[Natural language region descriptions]

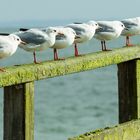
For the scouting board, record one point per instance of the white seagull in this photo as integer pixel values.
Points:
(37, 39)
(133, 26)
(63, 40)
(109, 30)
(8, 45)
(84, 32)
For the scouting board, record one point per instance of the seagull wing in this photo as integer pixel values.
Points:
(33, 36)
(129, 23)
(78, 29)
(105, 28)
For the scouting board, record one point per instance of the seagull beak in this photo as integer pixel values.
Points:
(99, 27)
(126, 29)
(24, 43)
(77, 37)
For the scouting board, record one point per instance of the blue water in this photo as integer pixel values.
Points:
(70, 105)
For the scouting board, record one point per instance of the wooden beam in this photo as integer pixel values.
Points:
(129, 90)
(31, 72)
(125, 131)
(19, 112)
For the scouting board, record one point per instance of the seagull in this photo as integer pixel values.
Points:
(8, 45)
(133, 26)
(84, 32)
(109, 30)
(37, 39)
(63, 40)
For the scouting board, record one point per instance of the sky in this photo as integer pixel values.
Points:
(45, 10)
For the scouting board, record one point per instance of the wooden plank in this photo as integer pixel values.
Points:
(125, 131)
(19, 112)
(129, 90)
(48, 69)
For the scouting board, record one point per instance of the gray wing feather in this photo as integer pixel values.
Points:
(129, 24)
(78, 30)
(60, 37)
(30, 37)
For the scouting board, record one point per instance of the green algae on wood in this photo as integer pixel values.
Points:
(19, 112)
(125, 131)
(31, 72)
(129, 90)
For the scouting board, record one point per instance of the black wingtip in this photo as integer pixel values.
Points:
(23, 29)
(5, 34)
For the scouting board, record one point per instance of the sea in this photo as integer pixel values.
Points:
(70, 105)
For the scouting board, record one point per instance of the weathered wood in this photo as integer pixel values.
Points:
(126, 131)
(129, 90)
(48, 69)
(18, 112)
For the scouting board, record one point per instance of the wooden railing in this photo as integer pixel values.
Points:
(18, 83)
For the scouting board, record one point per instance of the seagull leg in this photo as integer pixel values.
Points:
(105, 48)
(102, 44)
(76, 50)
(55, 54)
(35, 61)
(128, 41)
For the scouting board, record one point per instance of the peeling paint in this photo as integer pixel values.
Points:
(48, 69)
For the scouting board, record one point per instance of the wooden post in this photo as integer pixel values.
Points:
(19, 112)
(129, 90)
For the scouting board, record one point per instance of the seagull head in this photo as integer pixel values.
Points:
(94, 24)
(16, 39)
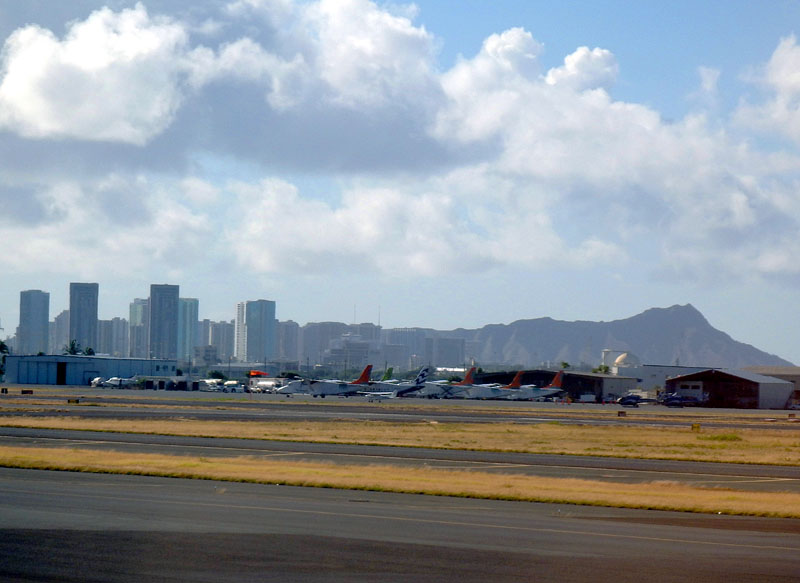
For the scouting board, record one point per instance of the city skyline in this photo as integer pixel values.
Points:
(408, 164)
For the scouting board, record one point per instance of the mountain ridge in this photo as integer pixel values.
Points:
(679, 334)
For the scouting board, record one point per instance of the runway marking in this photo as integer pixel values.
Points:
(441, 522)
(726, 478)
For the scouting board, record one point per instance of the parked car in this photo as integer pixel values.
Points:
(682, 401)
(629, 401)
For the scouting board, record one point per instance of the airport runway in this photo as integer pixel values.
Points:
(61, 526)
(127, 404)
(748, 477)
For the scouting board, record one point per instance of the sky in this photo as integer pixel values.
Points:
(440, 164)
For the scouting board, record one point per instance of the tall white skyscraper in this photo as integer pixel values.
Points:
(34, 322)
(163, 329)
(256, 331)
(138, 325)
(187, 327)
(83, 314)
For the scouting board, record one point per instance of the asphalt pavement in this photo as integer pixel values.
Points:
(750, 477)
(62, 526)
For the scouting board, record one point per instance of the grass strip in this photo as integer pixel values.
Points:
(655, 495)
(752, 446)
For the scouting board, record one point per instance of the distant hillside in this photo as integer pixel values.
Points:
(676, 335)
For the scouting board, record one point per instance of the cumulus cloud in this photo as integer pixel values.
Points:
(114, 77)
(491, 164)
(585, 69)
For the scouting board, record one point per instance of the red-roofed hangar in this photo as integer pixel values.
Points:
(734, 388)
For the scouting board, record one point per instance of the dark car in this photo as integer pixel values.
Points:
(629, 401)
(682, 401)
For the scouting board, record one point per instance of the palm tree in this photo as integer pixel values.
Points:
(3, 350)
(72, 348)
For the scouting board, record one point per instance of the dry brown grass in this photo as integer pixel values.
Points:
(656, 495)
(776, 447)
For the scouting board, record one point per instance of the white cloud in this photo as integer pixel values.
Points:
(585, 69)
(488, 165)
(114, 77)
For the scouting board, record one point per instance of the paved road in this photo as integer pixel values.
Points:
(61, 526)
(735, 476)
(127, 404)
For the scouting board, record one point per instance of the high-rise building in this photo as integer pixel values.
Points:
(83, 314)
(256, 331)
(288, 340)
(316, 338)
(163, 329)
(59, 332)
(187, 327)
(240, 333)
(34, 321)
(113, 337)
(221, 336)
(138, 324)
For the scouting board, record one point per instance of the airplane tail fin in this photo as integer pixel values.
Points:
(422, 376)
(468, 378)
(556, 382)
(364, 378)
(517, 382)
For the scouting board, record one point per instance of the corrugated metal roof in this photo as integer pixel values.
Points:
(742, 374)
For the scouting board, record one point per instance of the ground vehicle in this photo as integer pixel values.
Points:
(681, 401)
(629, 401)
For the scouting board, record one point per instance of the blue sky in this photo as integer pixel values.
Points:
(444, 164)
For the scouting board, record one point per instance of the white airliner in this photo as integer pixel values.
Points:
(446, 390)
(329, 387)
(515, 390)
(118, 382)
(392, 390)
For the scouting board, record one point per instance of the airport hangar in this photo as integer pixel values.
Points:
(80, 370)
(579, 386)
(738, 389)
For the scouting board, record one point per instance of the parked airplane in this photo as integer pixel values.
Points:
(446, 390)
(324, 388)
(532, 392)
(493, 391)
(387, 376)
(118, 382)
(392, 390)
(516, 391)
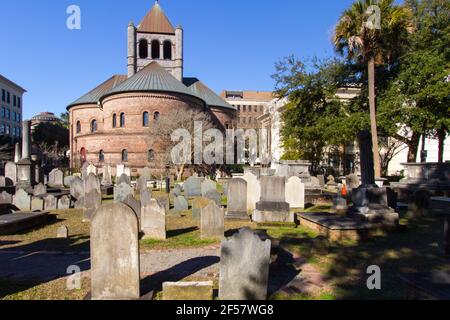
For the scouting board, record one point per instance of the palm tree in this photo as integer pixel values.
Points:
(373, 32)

▶ _TRY IT_: Return the entries above exactly and in full; do not include images.

▶ _YOUR SOLUTION_:
For the scouting board, record one point per instance of the white seagull in this photo as integer pixel values.
Points:
(37, 39)
(133, 26)
(63, 40)
(109, 30)
(8, 45)
(84, 32)
For the scouting board, record one point per instance of the seagull wing in this photo as integer pixel values.
Points:
(33, 36)
(129, 23)
(78, 29)
(105, 28)
For the scouting board, record one point per instance of the seagull beak in this photo as integer pixel values.
Points:
(99, 27)
(126, 29)
(24, 43)
(77, 37)
For the scouting board, record one point per instance of the blue water in this photo as integer pixel values.
Points:
(70, 105)
For the scouting board, record one point per instance of the wooden beam in this photo as integer pixel values.
Points:
(129, 90)
(31, 72)
(125, 131)
(19, 112)
For the scouting board, record one point per instance of the seagull in this photo as integer pixel values.
Points:
(8, 45)
(133, 26)
(84, 32)
(109, 30)
(37, 39)
(63, 40)
For the scouting board, record one point per instance of the sky in this photo as integer pixel values.
Points:
(45, 10)
For the scouting board, record one point per instance of the wooden plank in this photo as integer pixel values.
Points:
(125, 131)
(19, 112)
(129, 90)
(48, 69)
For the scouting board, record one point per instance of the gray wing feather in this photo as integer pixel values.
Points:
(129, 24)
(78, 30)
(60, 37)
(30, 37)
For the scouting board, record one point per instance of the green algae on wood in this photo as integer pixel values.
Points:
(19, 112)
(125, 131)
(31, 72)
(129, 90)
For the scouting board, record one point per instance of the black wingtip in this photo as integer pixel values.
Points:
(23, 29)
(5, 34)
For the scouting board, record one point per instance of the sea in this photo as integer pixel values.
Points:
(70, 105)
For the scouting board, record one point per instance of the weathered wood in this photo as integer pixel values.
Points:
(126, 131)
(129, 90)
(48, 69)
(18, 112)
For the scouting board, record one point per instance of the wooden railing in this photo as integer pixel values.
Points:
(18, 83)
For the scouting board, record one point per instance of the seagull leg in this photo as integer pixel values.
Points:
(105, 48)
(102, 44)
(76, 50)
(55, 54)
(35, 61)
(128, 41)
For the scouting board, record one point per instance of the peeling paint in this photo as integer pixel values.
Points:
(48, 69)
For the scouting board, record one point per instance of the wooden post in this photo as integer pixel values.
Points:
(19, 112)
(129, 90)
For the scouting board, record one point per instance of the seagull head in this photo as integer pixel values.
Points:
(94, 24)
(16, 39)
For the scouting board, record one point per instance of the city skyline in this photo as integer pixel values.
Points:
(408, 164)
For the scouting board, record one point per instance of the mountain ridge in this photo as integer pixel values.
Points:
(679, 334)
For the scouting board, record one point per instance of the runway marking in this photo as integer pixel values.
Points:
(441, 522)
(726, 478)
For the scouting board, record one point per instance of the parked car in this photo as integer pixel values.
Points:
(682, 401)
(629, 401)
For the scouting board, record one point per instance of the airport runway in this photo as integer pixel values.
Points:
(61, 526)
(127, 404)
(748, 477)
For the scouting board, record one point per instance of the sky in this photo as integer pixel values.
Points:
(440, 164)
For the scouting board, record one point per instance of the tall white skyscraper in this photo as integer pixel values.
Points:
(34, 322)
(163, 329)
(256, 331)
(138, 325)
(187, 327)
(83, 314)
For the scouting board, record one point per instance of the asphalt pavement in this photo as integer pixel values.
Points:
(750, 477)
(62, 526)
For the scouting board, record one point per instance of the grass strip in this photo as integer pixel values.
Points:
(655, 495)
(752, 446)
For the scouting board, record one point per instance of the distant hillside in this photo as integer pixel values.
Points:
(676, 335)
For the scouting board, record one point per instance of the cumulus cloud in this photo as integer pixel values.
Points:
(114, 77)
(491, 164)
(585, 69)
For the scouting board, record one point per instance of the red-roofed hangar in this photo as integer pixel values.
Points:
(734, 388)
For the scouting board, record one point per instance of the dark car in this photo as integer pixel values.
Points:
(629, 401)
(682, 401)
For the scouting board, record one point per instance of the palm tree in this photo as integer pixel values.
Points:
(3, 350)
(72, 348)
For the scouting board, record one point per instance of the dry brown grass in this photo as integer pixel values.
Points:
(656, 495)
(776, 447)
For the scouting board, record one point per instance of the white cloud in this photo as integer pixel values.
Points:
(585, 69)
(488, 165)
(114, 77)
For the scouting board, record one point per instance of the paved road in this photo as integer pixel values.
Points:
(61, 526)
(735, 476)
(127, 404)
For the scouting board, record one point per instance of the high-rise building in this photo as integer pixel values.
Points:
(83, 314)
(256, 331)
(288, 340)
(316, 338)
(163, 329)
(59, 332)
(187, 327)
(240, 333)
(34, 321)
(113, 337)
(221, 336)
(138, 324)
For the scouting board, record one point per instance of the airplane tail fin in this photo as integer pixel values.
Points:
(422, 376)
(468, 378)
(556, 382)
(364, 378)
(517, 382)
For the scouting board, record one point per instance of the corrugated metal roof in this photo as integer pixel values.
Points:
(742, 374)
For the scouting board, record one point per instance of the ground vehicle in this photo as integer pixel values.
Points:
(681, 401)
(629, 401)
For the scouting board, record one point per instance of the blue sky in this photo as integer pixel values.
Points:
(444, 164)
For the scouting board, record one point per instance of the white airliner in this photo as integer pixel values.
Points:
(446, 390)
(329, 387)
(515, 390)
(118, 382)
(392, 390)
For the scouting board, record one point per instance of the airport hangar in this photo as integer pixel values.
Points:
(80, 370)
(579, 386)
(738, 389)
For the scouting board, record one point per instance of the parked airplane in this photo as integer pixel values.
Points:
(446, 390)
(324, 388)
(532, 392)
(493, 391)
(387, 376)
(118, 382)
(392, 390)
(516, 391)
For the scouting board, record one point per instance of the palm tree in this photo as integer pixel values.
Points:
(373, 32)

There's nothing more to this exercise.